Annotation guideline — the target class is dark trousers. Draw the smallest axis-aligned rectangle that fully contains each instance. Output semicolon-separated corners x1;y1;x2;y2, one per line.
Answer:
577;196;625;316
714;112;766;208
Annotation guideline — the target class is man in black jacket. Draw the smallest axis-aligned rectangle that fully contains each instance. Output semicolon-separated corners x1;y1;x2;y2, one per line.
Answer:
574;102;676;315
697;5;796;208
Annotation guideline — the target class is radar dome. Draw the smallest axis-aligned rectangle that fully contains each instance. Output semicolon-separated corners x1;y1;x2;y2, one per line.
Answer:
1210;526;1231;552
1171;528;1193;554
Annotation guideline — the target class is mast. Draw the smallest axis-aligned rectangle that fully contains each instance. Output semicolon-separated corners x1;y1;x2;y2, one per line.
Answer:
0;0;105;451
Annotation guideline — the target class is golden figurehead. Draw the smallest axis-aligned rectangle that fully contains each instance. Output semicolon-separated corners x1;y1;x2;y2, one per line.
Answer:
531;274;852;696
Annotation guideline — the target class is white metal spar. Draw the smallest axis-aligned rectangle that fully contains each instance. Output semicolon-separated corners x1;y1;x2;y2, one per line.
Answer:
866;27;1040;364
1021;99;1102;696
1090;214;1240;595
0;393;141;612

^^^^^^^^^^^^^^^^

Copy out every line from the one containing "Annotation guideline — the target class is white" through the last line, inclusive. Keep the guideline text unchanged and shift each corner coordinate in the answers up by 134, giving only those lines.

## FULL ANSWER:
Annotation guideline — the target class is white metal spar. Draw the smallest axis-aligned rectangle that fully contains each instance. Output semicolon-separated corners x1;y1;x2;y2, one per line.
Answer:
1000;161;1174;498
1155;233;1236;830
1224;348;1374;729
134;527;275;746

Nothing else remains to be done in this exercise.